:: Records to process

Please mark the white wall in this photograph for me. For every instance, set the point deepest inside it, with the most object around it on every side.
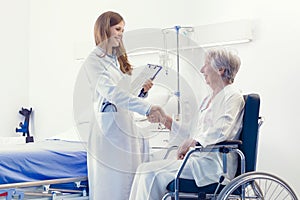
(14, 45)
(270, 64)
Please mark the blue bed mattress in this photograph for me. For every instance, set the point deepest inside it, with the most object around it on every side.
(49, 159)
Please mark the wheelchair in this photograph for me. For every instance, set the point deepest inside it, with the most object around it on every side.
(248, 184)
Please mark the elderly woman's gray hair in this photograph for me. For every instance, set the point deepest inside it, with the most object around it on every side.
(224, 59)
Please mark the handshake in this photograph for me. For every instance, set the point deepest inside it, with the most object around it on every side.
(157, 115)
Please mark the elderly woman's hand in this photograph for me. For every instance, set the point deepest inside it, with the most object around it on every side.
(184, 148)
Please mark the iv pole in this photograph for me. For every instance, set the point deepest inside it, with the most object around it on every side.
(177, 93)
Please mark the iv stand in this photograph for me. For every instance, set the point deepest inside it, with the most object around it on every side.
(177, 93)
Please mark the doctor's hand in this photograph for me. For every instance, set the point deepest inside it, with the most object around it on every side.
(156, 115)
(184, 148)
(147, 85)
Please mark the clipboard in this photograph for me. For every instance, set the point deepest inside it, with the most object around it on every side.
(150, 71)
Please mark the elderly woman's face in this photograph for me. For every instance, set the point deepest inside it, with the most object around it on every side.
(116, 34)
(211, 74)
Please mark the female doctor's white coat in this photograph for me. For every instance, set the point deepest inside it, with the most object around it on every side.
(114, 149)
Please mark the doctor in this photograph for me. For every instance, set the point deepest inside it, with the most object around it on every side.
(114, 149)
(219, 118)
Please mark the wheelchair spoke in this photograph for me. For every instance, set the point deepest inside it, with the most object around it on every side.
(259, 186)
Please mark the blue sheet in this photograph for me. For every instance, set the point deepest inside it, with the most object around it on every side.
(49, 159)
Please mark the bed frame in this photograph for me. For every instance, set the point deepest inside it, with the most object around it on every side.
(55, 189)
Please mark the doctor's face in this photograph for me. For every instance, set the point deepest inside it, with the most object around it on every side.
(211, 74)
(116, 34)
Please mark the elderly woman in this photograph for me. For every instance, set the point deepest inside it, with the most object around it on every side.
(219, 118)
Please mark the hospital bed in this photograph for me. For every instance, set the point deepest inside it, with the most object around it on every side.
(48, 169)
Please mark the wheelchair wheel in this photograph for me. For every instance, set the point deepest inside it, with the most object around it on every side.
(257, 186)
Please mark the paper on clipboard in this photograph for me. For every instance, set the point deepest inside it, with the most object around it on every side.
(150, 71)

::::

• [Your task] Go through the listing above and write it all out exactly, leaving out any picture.

• [Complete output]
Please mark the white wall in this photograph for me. For every instance, set the point deepest inside it, with the most object around it on every side.
(14, 45)
(270, 64)
Please mark the blue bed mattress in this photograph for me. For every instance, set the point deepest inside it, with the most object around it on every side.
(49, 159)
Please mark the wheelchair in this photograph for me. For every instance, set the point deepest inside it, with the most object around it on every side.
(248, 184)
Please mark the elderly woman's gray hair in this photograph for me. For every instance, set the point deepest inside it, with the most object around it on every side.
(224, 59)
Please mark the handshake in this photograph for me. For every instance, set the point deepest inside it, with the most object around it on every side.
(157, 115)
Please mark the elderly woman's hand in this photograph for me. For every instance, set the point deepest inside it, with the most object around it on every side.
(184, 148)
Please mark the iv pole in this photograph for me. For every instance, set the point deepest inside it, with the most object around it on every side.
(177, 93)
Please mark the iv stand in this photograph for me. For every instance, set the point deepest inside it, with the most object around it on every side.
(177, 93)
Please mark the doctor's hand in this photograph for me. For every instance, set the point deepest inside it, with the most object around it on every side.
(156, 115)
(184, 148)
(147, 85)
Please mark the clipboard in this photograph for me. For every instance, set the point deepest inside it, with the most object around it on every side.
(150, 71)
Please mark the elderly woman's face in this photograph for me. For every instance, set the point deepest inside it, with the most object around it on every side.
(116, 34)
(211, 74)
Please mark the female doctor's white coat in this photograph for me. For every instance, set the point deepest inside it, with the most object around it on every side.
(114, 149)
Please mark the doctor in this photograph for me. For every instance, set the point deepest inside it, with the most object around it on every side.
(114, 149)
(219, 118)
Please mark the wheelchair spoke in this photograph for me. For every instance, set the point deepest inside it, with the most object around it on every side.
(259, 186)
Please mark the blue sheet in this photograph for me. For every instance, set the point deepest inside it, with the most object around it on every side.
(49, 159)
Please mark the bed frame in this photograph for me. For every instance, set the point deepest inside it, with the most object around it on every side.
(55, 189)
Please mark the doctor's face in this photograph for me. For every instance, set the point deepest inside it, with the most object around it on every side.
(211, 74)
(116, 34)
Please mark the elderly woman in this photograph for me. For every instance, set the point deepest inside it, with the most object around it on every side.
(219, 118)
Please mark the hospital bed in this photograph for me. For every instance, set the point deepest inside it, with the most object around it on every side.
(48, 169)
Please mark the wheelchair wheel in this photograph for me. For every instance, set the point deepest inside it, with the most object around it on every side.
(257, 186)
Please mark the paper on clipboard in this photograph for me. For every instance, set the point deepest inside it, with the most object around it on every side.
(150, 71)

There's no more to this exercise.